━━━ Dataset excerpts ━━━

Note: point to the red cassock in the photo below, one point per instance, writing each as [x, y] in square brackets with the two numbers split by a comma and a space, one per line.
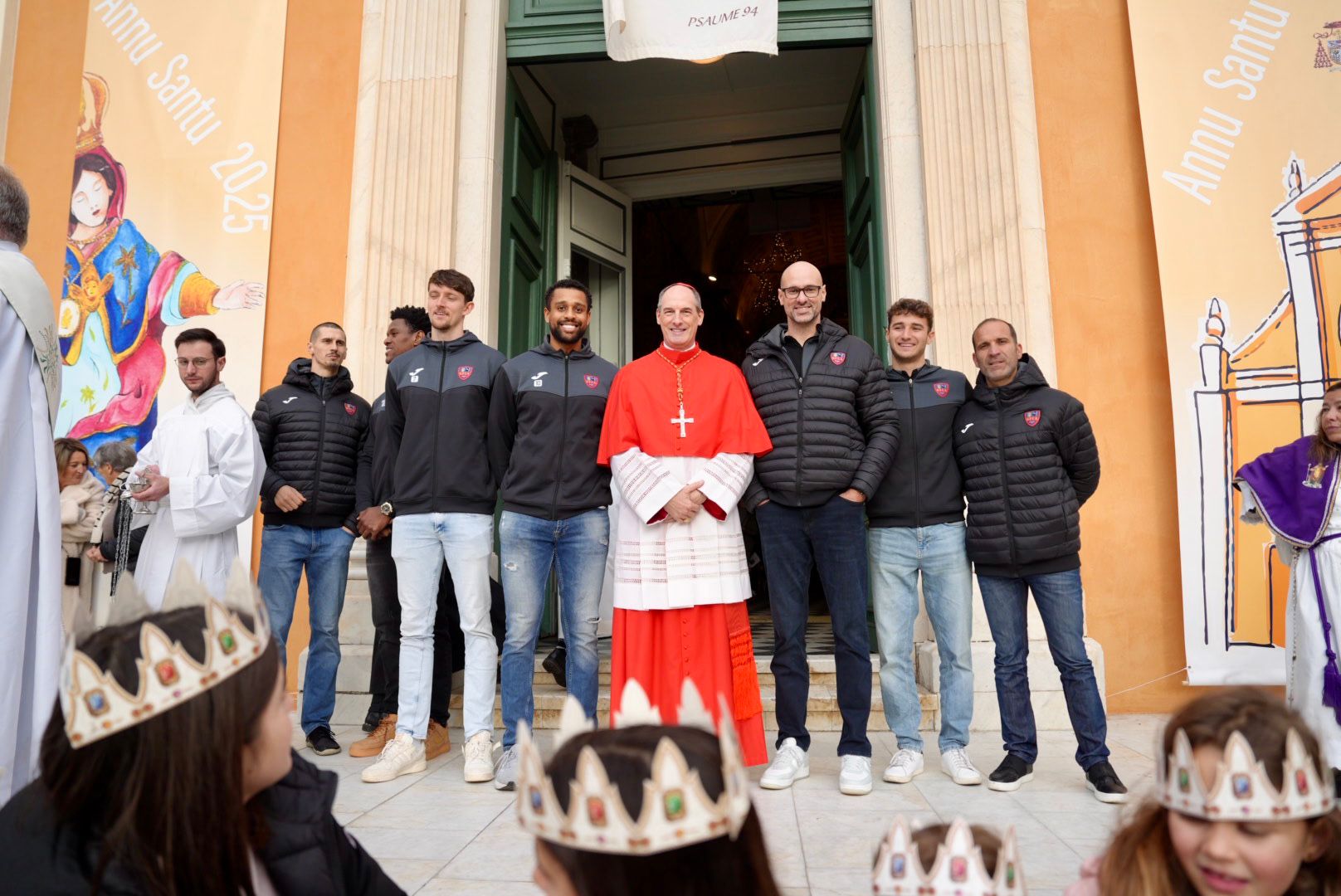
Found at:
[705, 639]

━━━
━━━ Dataset excerpts ━━━

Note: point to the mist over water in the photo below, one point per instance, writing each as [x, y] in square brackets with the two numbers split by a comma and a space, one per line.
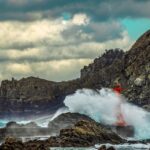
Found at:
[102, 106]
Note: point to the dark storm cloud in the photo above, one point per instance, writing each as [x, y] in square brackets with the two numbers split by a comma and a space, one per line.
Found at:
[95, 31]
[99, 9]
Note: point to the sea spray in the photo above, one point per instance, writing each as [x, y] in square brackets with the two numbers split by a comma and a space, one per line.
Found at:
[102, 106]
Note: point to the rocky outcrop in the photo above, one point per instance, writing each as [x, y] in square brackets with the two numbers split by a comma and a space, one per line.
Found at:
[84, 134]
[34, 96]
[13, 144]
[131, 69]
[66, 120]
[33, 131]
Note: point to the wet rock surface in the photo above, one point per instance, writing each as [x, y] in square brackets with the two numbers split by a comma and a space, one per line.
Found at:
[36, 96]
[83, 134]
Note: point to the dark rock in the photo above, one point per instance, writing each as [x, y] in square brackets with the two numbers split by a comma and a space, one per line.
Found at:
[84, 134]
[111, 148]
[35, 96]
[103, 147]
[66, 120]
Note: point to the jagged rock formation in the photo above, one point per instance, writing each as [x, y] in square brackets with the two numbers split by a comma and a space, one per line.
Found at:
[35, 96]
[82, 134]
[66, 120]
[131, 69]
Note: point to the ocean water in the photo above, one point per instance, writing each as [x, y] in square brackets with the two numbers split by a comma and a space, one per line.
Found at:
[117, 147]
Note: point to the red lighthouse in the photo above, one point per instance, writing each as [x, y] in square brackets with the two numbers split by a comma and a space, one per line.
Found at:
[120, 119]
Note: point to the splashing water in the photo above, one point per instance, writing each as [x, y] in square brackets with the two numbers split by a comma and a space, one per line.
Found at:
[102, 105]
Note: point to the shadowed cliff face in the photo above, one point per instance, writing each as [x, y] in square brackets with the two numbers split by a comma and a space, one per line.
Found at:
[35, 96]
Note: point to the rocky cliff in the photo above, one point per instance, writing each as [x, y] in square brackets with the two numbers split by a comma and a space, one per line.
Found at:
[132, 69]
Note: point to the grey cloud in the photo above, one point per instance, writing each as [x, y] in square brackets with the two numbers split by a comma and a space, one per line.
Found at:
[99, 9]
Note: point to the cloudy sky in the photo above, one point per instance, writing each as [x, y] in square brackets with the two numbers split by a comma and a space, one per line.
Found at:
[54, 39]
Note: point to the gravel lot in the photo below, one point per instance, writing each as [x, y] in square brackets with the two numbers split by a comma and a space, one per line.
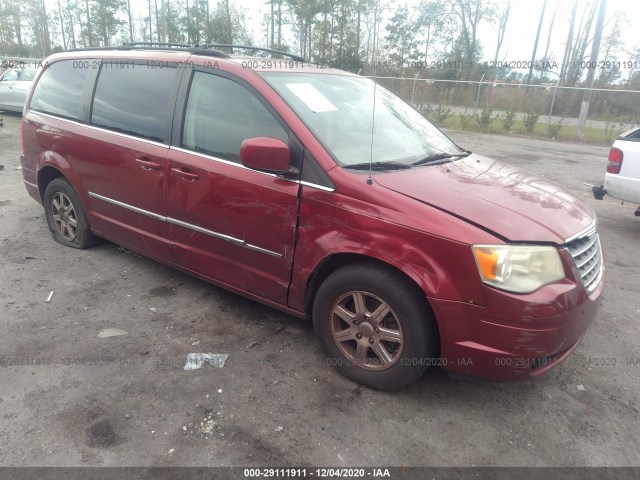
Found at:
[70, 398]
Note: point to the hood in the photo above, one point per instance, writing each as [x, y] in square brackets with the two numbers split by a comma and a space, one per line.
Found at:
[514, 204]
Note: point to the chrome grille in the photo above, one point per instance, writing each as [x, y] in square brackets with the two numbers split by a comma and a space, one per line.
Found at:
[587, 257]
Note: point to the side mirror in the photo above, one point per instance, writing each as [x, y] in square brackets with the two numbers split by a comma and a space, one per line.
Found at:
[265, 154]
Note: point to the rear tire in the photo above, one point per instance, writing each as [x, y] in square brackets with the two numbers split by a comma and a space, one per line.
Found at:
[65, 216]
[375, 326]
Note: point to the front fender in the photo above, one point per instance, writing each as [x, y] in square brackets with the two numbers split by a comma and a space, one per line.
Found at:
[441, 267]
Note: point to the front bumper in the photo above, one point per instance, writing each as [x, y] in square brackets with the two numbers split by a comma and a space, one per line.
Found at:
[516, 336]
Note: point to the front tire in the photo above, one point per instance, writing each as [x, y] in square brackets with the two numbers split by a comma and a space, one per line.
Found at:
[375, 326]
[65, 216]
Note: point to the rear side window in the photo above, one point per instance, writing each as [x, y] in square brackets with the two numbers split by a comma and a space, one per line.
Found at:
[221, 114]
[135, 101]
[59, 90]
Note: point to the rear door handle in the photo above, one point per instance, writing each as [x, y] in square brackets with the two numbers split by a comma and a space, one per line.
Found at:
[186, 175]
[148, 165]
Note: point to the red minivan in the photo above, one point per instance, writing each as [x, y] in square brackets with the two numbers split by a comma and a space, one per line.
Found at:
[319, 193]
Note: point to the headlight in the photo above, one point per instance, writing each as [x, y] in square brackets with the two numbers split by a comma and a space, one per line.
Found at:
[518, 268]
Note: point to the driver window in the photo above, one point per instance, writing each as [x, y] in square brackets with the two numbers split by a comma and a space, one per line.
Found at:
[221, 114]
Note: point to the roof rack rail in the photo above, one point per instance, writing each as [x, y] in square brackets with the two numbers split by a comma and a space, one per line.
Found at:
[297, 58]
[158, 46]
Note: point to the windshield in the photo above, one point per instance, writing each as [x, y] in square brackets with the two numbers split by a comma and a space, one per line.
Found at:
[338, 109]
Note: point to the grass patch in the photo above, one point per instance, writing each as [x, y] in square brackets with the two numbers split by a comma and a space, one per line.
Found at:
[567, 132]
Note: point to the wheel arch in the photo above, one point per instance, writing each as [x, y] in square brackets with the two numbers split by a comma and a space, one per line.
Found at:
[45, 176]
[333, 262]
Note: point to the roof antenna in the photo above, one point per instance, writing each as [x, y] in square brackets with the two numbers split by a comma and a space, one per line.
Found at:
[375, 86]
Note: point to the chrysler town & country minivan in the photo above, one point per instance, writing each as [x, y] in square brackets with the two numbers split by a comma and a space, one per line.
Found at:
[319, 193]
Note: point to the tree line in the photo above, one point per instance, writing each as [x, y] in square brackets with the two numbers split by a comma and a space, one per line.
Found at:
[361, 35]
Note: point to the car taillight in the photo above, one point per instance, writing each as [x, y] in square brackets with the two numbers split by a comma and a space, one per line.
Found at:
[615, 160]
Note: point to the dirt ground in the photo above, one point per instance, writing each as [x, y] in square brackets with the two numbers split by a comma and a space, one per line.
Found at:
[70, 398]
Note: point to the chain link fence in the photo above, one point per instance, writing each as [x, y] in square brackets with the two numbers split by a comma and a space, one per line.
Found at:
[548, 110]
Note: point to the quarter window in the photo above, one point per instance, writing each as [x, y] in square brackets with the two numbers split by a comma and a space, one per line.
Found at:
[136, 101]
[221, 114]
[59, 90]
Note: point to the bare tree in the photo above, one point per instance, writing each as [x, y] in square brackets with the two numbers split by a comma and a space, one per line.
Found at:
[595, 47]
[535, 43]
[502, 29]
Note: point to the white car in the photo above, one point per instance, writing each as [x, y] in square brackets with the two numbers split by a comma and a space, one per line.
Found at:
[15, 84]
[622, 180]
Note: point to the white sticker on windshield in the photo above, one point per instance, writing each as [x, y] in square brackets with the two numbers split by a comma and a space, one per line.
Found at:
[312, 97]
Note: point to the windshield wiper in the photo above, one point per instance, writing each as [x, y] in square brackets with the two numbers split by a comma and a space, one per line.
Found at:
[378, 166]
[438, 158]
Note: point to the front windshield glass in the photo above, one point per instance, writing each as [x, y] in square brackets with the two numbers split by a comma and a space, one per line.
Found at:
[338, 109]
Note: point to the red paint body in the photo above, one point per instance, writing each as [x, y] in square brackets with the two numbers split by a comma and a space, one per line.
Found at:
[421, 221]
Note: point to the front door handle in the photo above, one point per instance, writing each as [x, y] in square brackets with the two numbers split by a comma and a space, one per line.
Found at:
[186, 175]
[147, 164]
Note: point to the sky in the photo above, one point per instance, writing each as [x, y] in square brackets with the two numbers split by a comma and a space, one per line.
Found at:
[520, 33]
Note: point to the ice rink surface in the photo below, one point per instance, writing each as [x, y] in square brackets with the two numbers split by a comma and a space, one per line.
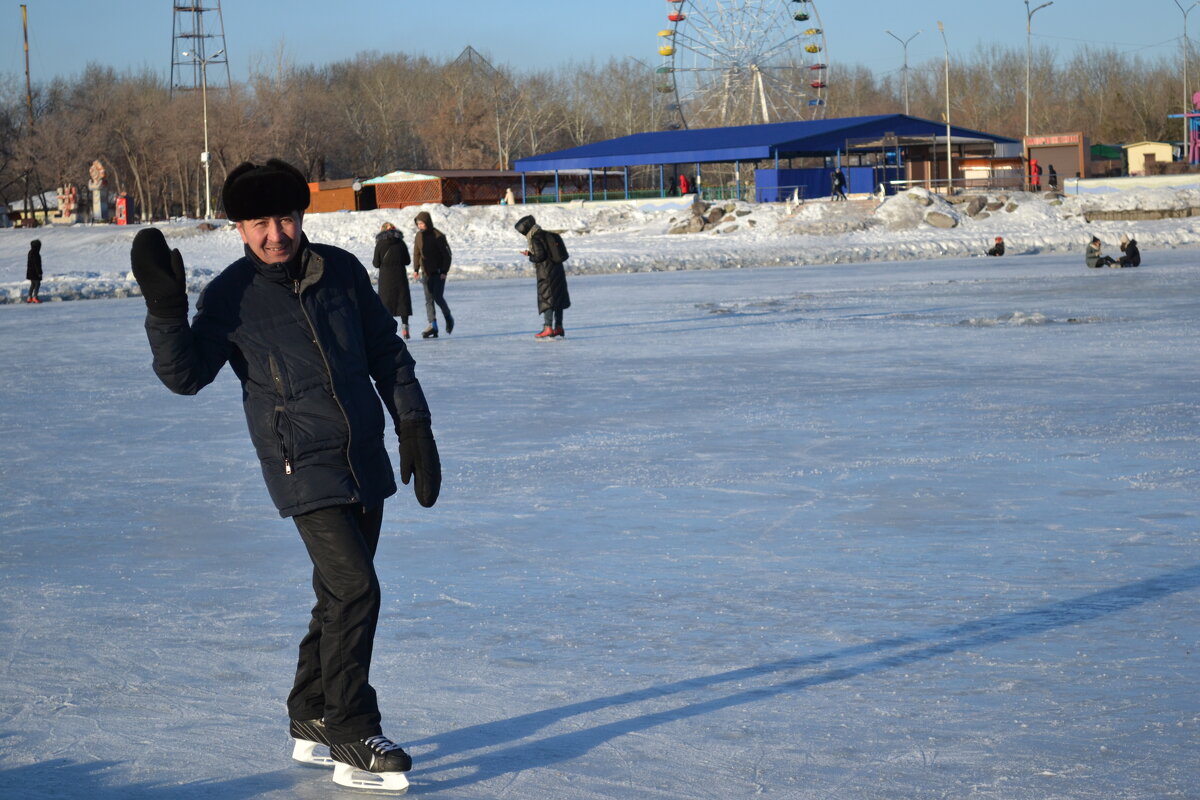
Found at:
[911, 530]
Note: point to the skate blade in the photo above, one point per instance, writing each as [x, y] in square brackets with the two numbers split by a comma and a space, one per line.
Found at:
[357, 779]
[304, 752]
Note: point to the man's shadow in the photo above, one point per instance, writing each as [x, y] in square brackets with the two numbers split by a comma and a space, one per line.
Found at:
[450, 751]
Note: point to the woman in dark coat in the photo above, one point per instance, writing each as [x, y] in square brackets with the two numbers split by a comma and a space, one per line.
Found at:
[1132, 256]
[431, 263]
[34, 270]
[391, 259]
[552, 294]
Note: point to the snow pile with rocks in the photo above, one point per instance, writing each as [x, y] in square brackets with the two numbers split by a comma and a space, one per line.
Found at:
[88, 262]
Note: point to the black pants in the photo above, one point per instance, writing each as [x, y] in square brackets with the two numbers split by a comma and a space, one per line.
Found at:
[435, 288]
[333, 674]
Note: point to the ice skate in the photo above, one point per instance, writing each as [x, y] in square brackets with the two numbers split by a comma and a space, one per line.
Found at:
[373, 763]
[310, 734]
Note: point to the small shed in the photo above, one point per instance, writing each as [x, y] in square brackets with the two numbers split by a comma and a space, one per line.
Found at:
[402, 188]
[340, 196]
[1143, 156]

━━━

*Work order*.
Determine how many lines of the data above contain the string "roof", and answer with the number only.

*Solution*.
2